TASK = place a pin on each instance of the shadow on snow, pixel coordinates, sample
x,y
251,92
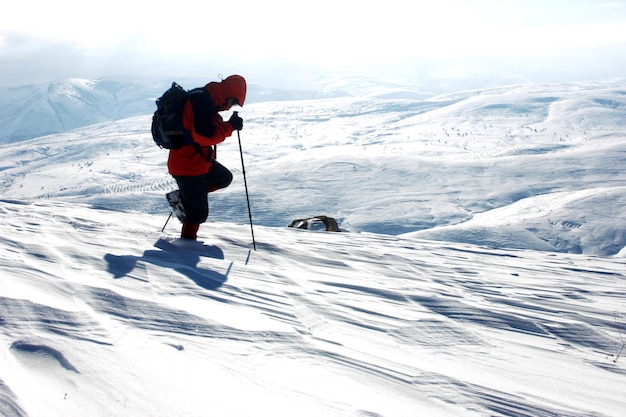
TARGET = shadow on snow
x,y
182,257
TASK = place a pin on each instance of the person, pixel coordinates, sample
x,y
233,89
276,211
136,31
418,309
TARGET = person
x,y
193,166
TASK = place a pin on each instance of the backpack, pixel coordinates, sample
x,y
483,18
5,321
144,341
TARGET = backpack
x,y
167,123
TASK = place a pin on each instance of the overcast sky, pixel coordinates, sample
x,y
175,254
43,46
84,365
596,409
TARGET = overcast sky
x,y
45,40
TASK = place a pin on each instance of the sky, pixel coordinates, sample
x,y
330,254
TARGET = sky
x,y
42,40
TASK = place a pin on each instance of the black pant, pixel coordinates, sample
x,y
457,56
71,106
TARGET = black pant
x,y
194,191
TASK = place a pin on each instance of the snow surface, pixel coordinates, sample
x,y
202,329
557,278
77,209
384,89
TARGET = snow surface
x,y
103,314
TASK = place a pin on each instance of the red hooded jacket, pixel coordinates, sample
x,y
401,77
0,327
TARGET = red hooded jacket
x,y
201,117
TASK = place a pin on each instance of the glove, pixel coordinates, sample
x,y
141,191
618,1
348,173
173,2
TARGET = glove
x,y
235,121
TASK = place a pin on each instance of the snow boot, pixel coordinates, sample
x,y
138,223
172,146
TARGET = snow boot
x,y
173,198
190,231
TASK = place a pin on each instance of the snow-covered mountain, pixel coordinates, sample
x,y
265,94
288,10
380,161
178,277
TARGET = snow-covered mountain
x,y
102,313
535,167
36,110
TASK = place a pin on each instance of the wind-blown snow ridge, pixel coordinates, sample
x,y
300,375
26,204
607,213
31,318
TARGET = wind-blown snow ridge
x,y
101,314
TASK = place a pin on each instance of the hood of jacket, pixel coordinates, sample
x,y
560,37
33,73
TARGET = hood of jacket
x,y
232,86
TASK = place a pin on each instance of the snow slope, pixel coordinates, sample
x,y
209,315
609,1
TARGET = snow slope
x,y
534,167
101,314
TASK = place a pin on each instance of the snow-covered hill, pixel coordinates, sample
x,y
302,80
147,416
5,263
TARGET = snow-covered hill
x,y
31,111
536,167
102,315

══════════════════════════════

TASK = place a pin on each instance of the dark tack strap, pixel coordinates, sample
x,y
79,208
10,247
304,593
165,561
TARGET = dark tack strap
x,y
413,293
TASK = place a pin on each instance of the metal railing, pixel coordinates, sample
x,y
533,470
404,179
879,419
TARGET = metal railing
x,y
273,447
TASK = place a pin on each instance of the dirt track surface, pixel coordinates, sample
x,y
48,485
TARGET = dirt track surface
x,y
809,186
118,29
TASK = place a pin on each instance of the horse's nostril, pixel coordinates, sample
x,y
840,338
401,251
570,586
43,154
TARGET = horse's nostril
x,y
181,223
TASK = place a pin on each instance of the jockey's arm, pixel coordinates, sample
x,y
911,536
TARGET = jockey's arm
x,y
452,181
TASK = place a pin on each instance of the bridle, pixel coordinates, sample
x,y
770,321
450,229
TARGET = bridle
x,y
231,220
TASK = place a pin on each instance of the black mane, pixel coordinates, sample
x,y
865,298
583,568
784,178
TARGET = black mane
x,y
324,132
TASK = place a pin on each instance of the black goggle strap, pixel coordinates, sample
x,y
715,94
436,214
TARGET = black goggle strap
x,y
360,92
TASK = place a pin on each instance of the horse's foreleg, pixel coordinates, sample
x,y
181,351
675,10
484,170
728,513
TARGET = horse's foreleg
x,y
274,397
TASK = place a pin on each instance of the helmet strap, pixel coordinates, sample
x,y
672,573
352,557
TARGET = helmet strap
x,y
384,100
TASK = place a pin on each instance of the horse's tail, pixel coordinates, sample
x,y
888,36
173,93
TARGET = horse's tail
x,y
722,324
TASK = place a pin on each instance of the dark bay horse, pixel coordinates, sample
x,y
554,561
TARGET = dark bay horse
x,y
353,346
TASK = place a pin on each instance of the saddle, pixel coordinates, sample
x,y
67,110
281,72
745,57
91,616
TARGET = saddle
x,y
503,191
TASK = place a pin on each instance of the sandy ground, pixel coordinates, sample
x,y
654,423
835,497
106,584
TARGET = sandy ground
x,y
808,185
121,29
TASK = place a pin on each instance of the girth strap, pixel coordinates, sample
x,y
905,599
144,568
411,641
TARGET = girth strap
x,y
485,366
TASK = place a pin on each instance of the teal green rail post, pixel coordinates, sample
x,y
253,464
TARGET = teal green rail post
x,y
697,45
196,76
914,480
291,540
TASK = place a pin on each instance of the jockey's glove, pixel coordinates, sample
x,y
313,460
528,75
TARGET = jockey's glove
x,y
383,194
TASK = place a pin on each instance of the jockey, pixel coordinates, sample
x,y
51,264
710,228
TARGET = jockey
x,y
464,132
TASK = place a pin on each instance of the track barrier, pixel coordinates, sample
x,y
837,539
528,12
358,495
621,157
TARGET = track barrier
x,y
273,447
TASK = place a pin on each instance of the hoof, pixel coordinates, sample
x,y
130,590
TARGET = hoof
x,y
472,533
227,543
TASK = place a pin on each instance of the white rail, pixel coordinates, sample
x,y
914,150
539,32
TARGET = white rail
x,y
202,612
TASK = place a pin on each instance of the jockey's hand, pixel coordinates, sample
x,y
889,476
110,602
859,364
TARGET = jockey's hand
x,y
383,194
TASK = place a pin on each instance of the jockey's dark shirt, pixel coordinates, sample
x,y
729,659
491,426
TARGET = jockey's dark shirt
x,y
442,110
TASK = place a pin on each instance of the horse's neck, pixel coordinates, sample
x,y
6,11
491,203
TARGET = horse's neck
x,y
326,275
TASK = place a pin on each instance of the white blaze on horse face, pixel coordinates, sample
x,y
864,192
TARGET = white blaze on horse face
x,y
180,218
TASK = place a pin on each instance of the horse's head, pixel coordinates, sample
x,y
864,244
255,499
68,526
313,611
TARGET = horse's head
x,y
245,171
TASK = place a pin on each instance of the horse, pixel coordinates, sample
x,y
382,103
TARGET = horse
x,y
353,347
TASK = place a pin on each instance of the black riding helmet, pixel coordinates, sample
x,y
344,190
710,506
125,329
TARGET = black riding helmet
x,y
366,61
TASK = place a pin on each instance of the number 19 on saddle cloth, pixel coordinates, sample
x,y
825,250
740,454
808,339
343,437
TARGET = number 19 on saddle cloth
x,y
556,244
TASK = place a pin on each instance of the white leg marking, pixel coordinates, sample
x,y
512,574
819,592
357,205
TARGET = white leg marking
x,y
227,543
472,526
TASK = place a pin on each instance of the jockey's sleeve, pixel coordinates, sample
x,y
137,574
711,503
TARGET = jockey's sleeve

══════════════════════════════

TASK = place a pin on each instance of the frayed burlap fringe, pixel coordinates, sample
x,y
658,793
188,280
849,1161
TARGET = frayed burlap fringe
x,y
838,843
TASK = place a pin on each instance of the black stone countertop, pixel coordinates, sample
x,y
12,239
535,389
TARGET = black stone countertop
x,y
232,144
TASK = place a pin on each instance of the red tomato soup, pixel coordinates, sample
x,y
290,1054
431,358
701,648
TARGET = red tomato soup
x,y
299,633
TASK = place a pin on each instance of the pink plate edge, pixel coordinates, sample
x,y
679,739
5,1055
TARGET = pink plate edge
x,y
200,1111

══════════════════════════════

● Exercise instructions
Only the number is required: state how many lines of the entries hold the word "sleeve".

● Response
2